** SOURCE MATERIAL follows **

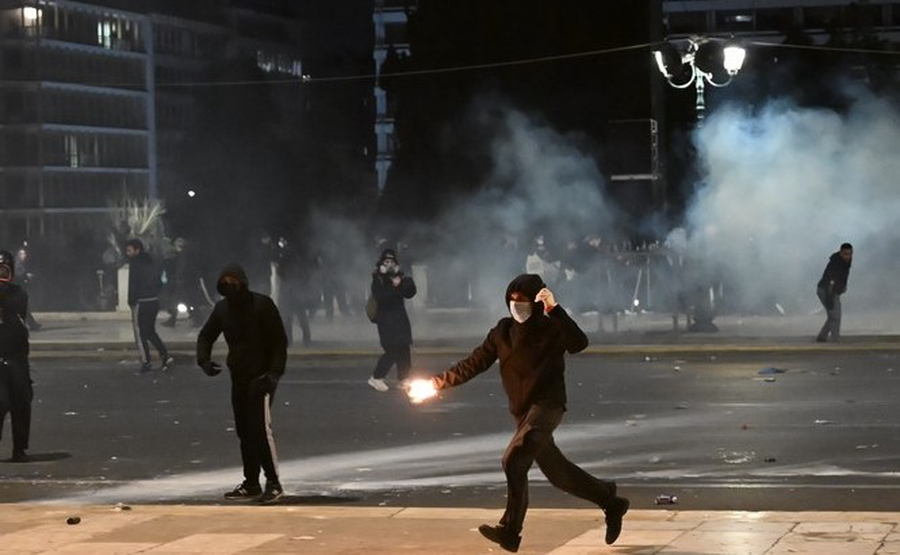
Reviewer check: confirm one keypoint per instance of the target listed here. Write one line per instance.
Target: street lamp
(703, 57)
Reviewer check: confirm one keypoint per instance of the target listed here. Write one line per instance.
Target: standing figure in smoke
(389, 289)
(531, 345)
(23, 279)
(15, 376)
(830, 288)
(144, 285)
(257, 352)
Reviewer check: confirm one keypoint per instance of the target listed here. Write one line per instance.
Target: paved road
(825, 434)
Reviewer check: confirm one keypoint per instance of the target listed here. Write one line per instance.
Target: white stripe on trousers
(145, 356)
(270, 437)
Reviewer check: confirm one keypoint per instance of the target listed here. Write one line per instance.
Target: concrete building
(77, 115)
(92, 112)
(772, 18)
(390, 18)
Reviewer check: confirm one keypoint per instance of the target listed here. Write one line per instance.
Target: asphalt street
(817, 431)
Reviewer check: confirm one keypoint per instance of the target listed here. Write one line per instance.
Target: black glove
(264, 384)
(210, 368)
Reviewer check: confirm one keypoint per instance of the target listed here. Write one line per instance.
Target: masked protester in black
(390, 288)
(144, 285)
(829, 290)
(257, 351)
(530, 346)
(16, 393)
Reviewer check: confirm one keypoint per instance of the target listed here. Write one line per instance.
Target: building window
(735, 20)
(774, 19)
(687, 22)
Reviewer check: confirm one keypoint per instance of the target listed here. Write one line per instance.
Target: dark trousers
(15, 398)
(143, 317)
(253, 423)
(532, 443)
(832, 323)
(394, 354)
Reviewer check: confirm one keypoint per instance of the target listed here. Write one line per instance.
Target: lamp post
(699, 62)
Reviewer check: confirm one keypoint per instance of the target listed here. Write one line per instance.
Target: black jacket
(13, 332)
(144, 281)
(834, 278)
(532, 366)
(257, 343)
(392, 320)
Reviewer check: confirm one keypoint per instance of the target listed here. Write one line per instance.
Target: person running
(144, 285)
(389, 290)
(530, 345)
(257, 352)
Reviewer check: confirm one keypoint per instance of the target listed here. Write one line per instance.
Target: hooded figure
(831, 286)
(257, 352)
(144, 285)
(530, 345)
(16, 392)
(390, 288)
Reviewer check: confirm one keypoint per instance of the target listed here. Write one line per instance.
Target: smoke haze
(784, 186)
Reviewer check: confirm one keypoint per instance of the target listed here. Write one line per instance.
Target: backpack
(372, 308)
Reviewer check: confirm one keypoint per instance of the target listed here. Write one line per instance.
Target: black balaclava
(233, 293)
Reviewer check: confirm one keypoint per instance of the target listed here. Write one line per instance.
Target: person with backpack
(144, 284)
(390, 288)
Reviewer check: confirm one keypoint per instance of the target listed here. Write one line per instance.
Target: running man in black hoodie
(257, 351)
(830, 288)
(143, 297)
(530, 346)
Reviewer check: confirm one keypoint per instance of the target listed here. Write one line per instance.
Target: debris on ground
(666, 499)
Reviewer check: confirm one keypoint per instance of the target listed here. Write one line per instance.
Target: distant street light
(703, 58)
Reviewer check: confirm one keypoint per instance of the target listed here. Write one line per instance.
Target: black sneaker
(272, 494)
(614, 513)
(500, 535)
(244, 491)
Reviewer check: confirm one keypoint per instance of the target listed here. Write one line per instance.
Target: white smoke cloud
(784, 186)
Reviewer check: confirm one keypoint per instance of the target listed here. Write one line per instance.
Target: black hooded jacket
(532, 366)
(392, 319)
(837, 272)
(13, 333)
(257, 343)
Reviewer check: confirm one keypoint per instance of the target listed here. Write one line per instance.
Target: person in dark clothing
(257, 351)
(23, 278)
(530, 346)
(829, 290)
(144, 285)
(16, 391)
(390, 288)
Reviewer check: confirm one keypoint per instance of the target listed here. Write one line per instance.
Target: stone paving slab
(41, 529)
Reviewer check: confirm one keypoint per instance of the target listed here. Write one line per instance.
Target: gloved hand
(211, 368)
(264, 384)
(546, 296)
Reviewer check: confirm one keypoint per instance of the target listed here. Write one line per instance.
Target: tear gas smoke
(784, 186)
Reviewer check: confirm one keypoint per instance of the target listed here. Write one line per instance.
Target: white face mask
(521, 311)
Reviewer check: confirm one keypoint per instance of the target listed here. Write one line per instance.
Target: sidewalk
(327, 530)
(463, 329)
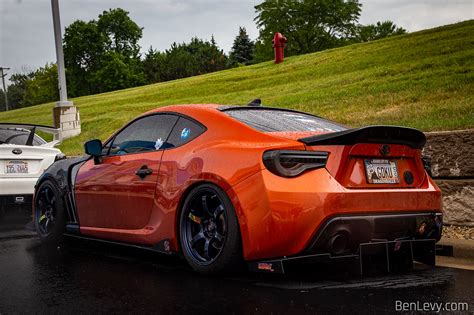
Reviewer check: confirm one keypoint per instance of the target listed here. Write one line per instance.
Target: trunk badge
(385, 150)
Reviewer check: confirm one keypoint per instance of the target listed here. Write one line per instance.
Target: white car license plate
(381, 171)
(16, 167)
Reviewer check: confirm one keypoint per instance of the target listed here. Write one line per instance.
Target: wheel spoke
(219, 210)
(48, 200)
(219, 237)
(205, 206)
(206, 248)
(197, 238)
(194, 218)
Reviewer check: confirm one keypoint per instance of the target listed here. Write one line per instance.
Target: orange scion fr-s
(224, 185)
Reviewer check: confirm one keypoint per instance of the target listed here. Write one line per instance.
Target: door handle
(144, 171)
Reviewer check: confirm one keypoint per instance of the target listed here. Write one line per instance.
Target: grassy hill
(422, 80)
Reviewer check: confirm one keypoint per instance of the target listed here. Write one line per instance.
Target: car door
(118, 192)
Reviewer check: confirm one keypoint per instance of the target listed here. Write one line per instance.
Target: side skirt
(162, 247)
(385, 256)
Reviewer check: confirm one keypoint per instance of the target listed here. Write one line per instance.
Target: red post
(279, 42)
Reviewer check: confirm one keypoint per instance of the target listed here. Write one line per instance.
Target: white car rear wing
(56, 132)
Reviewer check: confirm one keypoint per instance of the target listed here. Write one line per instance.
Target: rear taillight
(59, 157)
(293, 163)
(427, 164)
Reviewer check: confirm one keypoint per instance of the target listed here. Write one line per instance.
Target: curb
(460, 248)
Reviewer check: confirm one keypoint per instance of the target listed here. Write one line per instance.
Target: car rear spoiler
(371, 134)
(56, 132)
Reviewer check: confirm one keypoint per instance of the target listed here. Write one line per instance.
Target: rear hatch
(373, 157)
(361, 158)
(21, 161)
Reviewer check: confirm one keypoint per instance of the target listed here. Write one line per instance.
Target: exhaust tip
(338, 243)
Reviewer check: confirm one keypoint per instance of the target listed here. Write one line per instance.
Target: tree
(154, 66)
(242, 51)
(84, 49)
(121, 32)
(17, 89)
(184, 60)
(309, 25)
(42, 87)
(379, 30)
(92, 50)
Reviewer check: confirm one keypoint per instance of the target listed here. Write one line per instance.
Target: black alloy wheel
(49, 212)
(209, 231)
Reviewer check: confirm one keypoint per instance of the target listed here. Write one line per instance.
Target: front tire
(209, 231)
(49, 215)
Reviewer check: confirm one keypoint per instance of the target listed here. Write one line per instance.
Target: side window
(184, 131)
(146, 134)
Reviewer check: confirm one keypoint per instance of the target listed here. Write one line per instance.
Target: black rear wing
(372, 134)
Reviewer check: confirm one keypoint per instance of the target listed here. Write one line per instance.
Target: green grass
(422, 80)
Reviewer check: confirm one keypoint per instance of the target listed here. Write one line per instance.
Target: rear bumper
(16, 205)
(17, 186)
(381, 256)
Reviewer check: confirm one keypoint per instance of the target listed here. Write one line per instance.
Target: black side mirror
(94, 148)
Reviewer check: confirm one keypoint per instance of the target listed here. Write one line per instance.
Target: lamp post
(3, 75)
(65, 114)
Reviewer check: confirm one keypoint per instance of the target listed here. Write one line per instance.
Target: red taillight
(293, 163)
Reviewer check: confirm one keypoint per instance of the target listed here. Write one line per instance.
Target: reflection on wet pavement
(82, 276)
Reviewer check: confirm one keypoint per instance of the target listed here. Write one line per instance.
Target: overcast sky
(26, 33)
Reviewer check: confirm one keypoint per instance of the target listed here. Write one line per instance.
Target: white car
(24, 156)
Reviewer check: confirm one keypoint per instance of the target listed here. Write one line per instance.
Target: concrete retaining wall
(452, 155)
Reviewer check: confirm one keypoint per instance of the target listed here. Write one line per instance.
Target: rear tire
(49, 215)
(209, 231)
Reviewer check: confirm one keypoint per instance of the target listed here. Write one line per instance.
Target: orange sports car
(224, 185)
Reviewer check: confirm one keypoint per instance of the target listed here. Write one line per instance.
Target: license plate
(381, 171)
(16, 167)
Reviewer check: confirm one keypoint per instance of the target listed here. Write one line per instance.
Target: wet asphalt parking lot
(90, 277)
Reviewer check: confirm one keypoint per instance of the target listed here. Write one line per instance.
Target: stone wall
(452, 160)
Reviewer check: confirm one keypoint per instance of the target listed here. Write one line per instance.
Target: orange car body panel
(277, 216)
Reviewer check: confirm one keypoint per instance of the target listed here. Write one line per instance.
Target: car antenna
(256, 102)
(31, 136)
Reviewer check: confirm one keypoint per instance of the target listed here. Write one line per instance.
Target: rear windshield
(274, 120)
(18, 137)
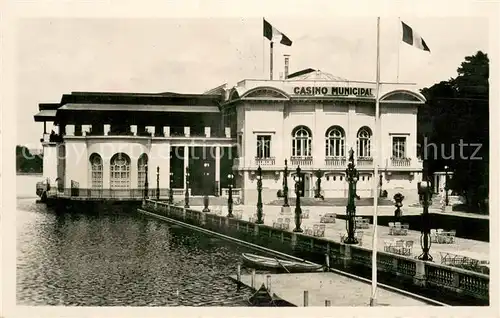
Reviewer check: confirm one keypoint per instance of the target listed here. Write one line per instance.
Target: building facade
(311, 119)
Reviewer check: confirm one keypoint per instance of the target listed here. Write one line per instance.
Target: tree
(457, 113)
(27, 162)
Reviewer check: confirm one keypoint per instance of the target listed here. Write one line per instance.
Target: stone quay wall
(447, 284)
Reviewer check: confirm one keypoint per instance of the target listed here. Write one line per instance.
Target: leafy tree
(27, 162)
(457, 113)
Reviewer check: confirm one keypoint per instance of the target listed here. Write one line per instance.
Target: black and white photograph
(250, 160)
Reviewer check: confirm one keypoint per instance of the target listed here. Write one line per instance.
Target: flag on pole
(413, 38)
(273, 35)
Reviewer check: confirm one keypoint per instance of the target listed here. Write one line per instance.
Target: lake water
(119, 259)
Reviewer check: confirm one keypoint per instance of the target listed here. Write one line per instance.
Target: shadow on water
(114, 258)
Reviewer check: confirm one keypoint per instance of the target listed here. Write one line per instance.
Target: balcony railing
(364, 161)
(301, 161)
(269, 161)
(335, 161)
(236, 192)
(400, 162)
(86, 193)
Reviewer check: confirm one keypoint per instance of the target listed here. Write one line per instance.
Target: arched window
(96, 171)
(120, 171)
(335, 142)
(141, 170)
(301, 142)
(363, 142)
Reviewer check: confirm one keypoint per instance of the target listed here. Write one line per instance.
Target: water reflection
(119, 259)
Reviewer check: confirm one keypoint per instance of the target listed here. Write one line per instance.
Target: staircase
(333, 202)
(198, 201)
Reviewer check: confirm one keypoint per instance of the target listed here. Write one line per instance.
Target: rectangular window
(399, 147)
(263, 146)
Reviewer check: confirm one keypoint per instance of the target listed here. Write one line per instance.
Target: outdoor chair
(434, 236)
(238, 214)
(408, 247)
(391, 228)
(309, 231)
(387, 245)
(398, 249)
(305, 214)
(315, 229)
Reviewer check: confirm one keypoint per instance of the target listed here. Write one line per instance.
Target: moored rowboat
(257, 261)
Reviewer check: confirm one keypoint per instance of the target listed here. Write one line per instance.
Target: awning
(46, 115)
(141, 108)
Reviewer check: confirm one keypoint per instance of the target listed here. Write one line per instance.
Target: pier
(434, 280)
(330, 289)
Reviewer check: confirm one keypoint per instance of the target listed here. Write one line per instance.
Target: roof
(312, 74)
(46, 115)
(141, 108)
(166, 98)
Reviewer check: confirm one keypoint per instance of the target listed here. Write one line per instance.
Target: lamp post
(425, 242)
(319, 174)
(298, 210)
(398, 199)
(146, 181)
(446, 201)
(230, 178)
(381, 192)
(285, 186)
(206, 174)
(352, 175)
(186, 193)
(171, 191)
(157, 183)
(259, 196)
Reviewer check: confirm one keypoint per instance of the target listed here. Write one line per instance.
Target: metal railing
(136, 193)
(335, 162)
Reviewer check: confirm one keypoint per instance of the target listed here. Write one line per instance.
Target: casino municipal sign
(333, 91)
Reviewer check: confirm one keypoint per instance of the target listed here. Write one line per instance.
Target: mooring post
(238, 276)
(253, 278)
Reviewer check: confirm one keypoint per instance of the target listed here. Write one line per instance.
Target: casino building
(103, 144)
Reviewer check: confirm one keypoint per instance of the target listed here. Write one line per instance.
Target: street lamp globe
(424, 185)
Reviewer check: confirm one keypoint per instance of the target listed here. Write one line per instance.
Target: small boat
(262, 298)
(261, 262)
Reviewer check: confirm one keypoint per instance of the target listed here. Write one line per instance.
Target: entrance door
(307, 185)
(202, 172)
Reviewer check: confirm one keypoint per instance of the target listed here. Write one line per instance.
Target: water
(119, 259)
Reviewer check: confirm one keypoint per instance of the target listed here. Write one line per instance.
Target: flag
(273, 35)
(413, 38)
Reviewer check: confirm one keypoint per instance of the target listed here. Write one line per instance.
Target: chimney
(287, 59)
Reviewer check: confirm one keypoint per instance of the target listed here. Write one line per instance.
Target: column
(186, 163)
(217, 167)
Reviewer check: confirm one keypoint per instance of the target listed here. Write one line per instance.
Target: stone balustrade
(428, 277)
(162, 132)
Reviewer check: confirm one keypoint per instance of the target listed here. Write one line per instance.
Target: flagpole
(263, 57)
(271, 60)
(376, 156)
(399, 45)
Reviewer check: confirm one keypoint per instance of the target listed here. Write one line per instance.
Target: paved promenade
(465, 247)
(338, 289)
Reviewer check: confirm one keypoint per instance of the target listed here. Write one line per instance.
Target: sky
(191, 55)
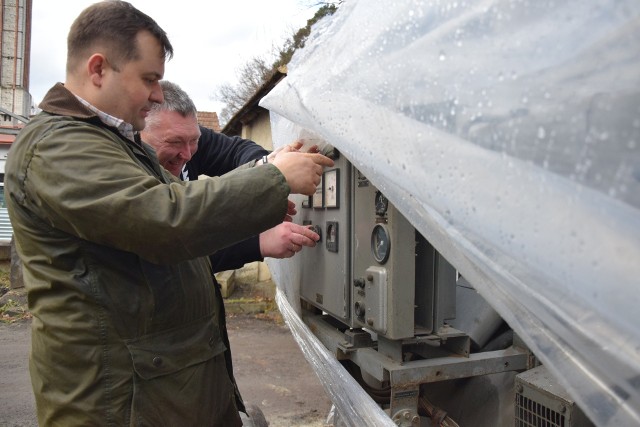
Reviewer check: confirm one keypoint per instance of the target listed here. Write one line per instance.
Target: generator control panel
(364, 271)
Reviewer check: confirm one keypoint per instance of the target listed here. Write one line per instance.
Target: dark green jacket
(126, 317)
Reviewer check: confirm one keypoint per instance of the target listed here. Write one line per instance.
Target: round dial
(380, 243)
(382, 204)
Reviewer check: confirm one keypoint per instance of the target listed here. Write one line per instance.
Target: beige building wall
(259, 129)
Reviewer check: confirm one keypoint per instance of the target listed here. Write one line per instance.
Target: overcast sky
(211, 39)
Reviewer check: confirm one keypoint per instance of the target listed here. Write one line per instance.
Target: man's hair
(114, 25)
(175, 99)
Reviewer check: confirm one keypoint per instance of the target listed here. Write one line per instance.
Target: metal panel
(326, 284)
(6, 231)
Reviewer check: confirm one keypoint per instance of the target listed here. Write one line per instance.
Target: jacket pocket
(170, 351)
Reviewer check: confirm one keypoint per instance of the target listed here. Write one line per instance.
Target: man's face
(175, 139)
(129, 92)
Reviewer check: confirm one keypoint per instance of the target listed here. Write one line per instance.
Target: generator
(409, 328)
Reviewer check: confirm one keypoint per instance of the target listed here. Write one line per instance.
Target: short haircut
(114, 25)
(175, 99)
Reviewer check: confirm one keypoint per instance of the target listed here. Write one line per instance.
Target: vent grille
(530, 413)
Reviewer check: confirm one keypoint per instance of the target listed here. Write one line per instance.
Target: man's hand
(302, 170)
(285, 239)
(291, 211)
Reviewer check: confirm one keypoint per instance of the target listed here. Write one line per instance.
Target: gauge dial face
(331, 189)
(382, 204)
(318, 196)
(380, 243)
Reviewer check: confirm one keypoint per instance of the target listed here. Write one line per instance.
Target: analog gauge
(380, 243)
(331, 189)
(317, 200)
(382, 204)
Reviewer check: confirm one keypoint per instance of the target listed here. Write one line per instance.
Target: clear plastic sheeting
(354, 404)
(508, 133)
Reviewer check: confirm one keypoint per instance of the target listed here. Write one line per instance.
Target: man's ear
(96, 67)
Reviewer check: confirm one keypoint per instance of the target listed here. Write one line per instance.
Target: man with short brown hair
(126, 325)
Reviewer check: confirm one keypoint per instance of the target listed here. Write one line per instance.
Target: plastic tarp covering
(508, 133)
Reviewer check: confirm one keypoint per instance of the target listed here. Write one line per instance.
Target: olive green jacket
(126, 317)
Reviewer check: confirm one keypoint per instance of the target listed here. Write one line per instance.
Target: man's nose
(185, 152)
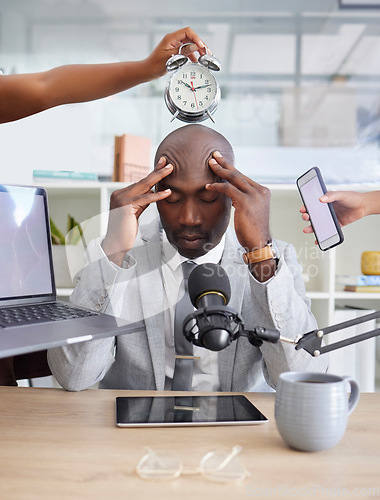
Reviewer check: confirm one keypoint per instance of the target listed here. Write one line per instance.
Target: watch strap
(260, 254)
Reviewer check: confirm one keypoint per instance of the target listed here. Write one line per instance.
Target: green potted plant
(67, 252)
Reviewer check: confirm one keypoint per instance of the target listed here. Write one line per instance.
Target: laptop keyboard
(40, 313)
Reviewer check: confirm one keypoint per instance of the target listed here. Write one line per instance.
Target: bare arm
(27, 94)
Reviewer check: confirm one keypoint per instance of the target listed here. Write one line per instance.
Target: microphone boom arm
(311, 342)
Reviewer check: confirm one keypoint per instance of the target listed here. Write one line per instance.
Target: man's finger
(234, 177)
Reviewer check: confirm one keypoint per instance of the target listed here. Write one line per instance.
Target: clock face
(192, 90)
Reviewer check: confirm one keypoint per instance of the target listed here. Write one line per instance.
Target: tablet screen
(186, 410)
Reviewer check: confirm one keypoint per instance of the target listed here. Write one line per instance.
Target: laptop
(31, 316)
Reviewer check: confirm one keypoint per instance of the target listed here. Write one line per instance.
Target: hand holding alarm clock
(192, 93)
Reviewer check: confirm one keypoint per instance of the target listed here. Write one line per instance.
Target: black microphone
(213, 325)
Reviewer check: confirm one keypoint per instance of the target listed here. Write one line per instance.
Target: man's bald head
(193, 217)
(196, 140)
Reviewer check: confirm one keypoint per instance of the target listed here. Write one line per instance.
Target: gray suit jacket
(137, 360)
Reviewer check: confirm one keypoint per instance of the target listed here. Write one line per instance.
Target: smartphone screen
(322, 215)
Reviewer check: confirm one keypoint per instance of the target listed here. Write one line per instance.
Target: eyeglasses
(215, 466)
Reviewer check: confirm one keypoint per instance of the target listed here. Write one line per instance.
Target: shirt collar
(174, 259)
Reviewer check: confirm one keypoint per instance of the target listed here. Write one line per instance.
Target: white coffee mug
(312, 409)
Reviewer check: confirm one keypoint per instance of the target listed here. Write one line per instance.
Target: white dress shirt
(205, 373)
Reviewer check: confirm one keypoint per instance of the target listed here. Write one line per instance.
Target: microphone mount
(225, 325)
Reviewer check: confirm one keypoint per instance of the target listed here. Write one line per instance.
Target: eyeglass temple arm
(311, 342)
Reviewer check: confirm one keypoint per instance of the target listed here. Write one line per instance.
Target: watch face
(192, 90)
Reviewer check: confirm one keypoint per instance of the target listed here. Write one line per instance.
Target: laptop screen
(25, 249)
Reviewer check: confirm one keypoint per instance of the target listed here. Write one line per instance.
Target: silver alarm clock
(192, 93)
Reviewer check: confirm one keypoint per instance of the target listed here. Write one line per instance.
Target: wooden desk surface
(55, 444)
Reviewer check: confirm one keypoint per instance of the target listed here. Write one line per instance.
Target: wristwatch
(265, 253)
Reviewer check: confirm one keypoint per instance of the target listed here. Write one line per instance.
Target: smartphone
(323, 219)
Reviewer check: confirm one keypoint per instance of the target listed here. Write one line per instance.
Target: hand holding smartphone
(323, 219)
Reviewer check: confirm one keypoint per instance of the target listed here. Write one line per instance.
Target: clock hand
(187, 85)
(195, 97)
(203, 86)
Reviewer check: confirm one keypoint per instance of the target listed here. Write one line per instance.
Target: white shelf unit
(88, 200)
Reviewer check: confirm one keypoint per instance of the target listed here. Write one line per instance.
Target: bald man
(135, 272)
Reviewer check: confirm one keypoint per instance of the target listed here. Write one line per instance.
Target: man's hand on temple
(252, 204)
(126, 206)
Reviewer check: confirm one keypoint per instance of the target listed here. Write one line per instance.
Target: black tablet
(186, 410)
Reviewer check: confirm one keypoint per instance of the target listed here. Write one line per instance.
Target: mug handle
(354, 395)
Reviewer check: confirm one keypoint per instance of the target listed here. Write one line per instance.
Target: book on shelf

** End of SOURCE MATERIAL **

Starting at the line that contains "Target: mug handle", transcribe every line through the last line of the entries above, exactly, and nothing else.

--- REPLY TO THE TASK ---
Target: mug handle
(354, 395)
Reviewer check: confirm one keypoint per instance of the target listed here. Write one line per instance.
Target: book on shelf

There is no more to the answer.